**Job**
Copy out every line below that contains the word "tail".

**Stored records**
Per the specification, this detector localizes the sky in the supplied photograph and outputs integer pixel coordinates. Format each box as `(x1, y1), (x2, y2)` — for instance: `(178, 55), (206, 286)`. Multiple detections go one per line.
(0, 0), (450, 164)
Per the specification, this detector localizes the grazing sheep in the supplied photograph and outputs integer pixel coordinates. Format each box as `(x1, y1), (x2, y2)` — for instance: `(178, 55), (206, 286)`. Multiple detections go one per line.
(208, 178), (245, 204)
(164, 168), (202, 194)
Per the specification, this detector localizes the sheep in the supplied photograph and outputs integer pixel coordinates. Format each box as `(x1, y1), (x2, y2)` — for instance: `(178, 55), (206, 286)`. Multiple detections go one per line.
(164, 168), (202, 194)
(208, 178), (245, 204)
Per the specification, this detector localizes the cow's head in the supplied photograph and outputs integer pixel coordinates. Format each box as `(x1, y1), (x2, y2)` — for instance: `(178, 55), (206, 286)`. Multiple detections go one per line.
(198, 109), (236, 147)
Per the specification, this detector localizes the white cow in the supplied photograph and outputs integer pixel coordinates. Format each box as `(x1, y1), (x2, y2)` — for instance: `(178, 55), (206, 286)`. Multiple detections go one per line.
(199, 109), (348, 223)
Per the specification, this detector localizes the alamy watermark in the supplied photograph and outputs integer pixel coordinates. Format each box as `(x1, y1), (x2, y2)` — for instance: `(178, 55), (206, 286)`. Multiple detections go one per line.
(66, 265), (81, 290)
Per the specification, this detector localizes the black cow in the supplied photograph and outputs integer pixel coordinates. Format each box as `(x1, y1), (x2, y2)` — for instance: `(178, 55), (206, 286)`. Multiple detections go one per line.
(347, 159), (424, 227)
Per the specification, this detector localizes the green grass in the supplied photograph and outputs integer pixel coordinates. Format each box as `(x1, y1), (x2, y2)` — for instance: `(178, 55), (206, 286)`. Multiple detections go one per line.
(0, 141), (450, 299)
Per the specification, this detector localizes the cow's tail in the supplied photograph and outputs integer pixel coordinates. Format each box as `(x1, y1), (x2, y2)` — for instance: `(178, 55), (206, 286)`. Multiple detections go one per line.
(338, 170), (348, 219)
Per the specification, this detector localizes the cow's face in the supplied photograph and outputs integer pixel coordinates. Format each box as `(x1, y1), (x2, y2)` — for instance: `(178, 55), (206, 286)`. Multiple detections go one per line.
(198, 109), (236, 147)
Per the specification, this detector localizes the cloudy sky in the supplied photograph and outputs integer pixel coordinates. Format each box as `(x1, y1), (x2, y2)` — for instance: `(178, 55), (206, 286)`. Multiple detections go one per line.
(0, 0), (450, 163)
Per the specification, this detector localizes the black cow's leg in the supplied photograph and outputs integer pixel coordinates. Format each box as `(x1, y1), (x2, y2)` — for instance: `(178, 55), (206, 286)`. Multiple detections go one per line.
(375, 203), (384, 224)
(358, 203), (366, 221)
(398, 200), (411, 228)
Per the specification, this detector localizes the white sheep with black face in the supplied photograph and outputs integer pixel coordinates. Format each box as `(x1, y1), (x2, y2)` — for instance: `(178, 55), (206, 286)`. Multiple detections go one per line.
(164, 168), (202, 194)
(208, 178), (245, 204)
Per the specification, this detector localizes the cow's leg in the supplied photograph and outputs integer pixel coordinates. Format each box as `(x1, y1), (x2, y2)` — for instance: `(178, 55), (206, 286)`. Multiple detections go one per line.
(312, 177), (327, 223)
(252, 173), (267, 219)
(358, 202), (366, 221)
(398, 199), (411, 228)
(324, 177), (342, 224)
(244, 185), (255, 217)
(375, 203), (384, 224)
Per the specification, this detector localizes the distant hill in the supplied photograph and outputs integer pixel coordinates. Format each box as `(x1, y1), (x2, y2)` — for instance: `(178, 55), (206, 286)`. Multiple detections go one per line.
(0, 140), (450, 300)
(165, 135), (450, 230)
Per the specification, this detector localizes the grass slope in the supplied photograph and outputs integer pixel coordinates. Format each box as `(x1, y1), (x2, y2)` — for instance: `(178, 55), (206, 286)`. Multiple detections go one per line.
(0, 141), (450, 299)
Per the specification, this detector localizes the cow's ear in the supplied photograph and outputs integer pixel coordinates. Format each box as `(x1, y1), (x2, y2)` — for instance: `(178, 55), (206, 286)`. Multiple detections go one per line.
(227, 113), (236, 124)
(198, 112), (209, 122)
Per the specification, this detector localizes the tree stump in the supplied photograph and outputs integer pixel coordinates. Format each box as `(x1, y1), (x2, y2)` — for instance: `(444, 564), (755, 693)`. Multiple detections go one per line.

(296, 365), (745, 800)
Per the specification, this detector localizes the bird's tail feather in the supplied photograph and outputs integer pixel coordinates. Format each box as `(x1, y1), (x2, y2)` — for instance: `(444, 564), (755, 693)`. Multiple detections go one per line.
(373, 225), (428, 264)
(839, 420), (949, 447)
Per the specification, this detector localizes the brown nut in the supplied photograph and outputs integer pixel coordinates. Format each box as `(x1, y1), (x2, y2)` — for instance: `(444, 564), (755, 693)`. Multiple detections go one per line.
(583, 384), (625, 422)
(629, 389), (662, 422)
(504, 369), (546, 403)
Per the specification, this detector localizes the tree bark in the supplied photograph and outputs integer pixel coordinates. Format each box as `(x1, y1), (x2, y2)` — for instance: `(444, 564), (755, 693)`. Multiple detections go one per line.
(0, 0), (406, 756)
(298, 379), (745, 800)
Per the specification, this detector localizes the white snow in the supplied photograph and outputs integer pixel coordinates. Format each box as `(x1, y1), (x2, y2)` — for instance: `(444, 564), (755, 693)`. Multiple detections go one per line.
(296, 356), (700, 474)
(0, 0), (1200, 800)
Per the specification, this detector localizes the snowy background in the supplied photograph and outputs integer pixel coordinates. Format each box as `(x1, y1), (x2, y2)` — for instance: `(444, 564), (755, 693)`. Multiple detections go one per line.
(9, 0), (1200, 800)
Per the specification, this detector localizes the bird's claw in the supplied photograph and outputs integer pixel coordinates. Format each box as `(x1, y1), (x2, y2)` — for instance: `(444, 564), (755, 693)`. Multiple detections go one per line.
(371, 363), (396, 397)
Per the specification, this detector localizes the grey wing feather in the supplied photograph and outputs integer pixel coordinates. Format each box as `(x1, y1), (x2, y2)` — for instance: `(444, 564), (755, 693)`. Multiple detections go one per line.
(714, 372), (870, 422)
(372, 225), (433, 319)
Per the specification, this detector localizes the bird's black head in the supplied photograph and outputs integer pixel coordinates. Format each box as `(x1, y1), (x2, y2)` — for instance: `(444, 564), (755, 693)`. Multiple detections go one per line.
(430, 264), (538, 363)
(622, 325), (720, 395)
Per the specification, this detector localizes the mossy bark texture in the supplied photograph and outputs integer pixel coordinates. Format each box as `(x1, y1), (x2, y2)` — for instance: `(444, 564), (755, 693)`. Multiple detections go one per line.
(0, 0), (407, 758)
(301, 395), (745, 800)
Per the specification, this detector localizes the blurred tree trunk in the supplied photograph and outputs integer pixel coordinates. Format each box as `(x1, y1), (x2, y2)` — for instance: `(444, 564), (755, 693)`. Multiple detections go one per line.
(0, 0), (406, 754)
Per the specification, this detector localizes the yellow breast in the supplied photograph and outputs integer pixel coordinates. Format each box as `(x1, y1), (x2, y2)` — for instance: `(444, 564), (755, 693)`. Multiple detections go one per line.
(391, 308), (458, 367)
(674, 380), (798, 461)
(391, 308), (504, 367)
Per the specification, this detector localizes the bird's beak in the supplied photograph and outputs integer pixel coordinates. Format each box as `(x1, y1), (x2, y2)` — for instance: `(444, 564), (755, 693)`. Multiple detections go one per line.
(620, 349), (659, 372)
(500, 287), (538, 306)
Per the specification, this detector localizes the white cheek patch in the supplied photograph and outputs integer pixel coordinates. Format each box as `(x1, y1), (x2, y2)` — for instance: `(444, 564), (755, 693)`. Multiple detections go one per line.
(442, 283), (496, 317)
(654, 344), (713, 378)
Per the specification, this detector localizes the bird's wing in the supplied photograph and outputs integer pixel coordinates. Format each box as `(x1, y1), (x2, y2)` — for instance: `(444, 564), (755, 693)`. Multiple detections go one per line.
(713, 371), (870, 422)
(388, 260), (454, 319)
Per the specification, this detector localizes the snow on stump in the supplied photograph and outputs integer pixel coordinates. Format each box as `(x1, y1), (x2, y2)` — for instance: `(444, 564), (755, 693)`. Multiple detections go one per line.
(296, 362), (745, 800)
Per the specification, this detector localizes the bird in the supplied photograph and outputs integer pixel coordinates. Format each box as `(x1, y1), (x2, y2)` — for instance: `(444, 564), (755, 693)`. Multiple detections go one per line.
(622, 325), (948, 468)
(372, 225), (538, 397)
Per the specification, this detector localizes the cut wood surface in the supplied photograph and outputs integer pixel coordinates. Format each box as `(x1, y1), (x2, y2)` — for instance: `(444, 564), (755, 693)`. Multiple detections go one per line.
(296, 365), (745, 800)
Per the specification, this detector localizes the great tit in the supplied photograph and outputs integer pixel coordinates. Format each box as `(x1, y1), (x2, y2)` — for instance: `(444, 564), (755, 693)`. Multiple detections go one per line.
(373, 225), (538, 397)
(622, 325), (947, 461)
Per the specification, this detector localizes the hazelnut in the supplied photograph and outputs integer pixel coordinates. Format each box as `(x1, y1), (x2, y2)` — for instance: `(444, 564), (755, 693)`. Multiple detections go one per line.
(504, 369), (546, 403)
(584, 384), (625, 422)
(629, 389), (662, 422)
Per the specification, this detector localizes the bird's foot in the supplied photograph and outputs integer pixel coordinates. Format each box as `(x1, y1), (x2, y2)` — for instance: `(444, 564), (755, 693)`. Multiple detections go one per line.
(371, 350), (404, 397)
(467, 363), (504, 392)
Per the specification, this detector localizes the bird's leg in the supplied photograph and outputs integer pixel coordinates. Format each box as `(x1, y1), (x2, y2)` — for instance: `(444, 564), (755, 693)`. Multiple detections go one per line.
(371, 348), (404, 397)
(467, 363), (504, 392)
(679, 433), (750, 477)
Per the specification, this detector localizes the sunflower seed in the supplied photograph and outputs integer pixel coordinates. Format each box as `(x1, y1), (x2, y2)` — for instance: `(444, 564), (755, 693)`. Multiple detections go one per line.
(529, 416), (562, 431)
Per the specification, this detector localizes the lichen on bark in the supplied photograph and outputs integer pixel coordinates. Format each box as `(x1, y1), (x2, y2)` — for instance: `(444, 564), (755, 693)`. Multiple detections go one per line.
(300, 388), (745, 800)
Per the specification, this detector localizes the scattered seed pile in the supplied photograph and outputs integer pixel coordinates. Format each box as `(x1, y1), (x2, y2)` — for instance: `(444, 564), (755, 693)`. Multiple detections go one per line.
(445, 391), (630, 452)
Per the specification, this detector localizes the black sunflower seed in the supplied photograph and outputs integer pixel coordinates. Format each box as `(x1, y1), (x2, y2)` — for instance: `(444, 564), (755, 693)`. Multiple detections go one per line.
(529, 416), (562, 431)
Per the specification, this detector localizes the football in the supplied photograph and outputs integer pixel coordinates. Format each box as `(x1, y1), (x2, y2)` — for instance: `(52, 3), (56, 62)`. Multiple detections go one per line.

**Task response**
Per the specification, this detector localizes the cow's tail in the supplied photograph and outputs integer pixel coordinates. Format each box as `(x1, y1), (x2, y2)` — for instance: `(178, 55), (206, 286)`. Multiple detections go one per line.
Per the specification, this detector localizes the bird's tail feather in the supplied photograph and outputs integer pixel coordinates. Format each box as `(x1, y1), (x2, y2)` — for instance: `(444, 564), (755, 693)`. Multiple detections go one per line.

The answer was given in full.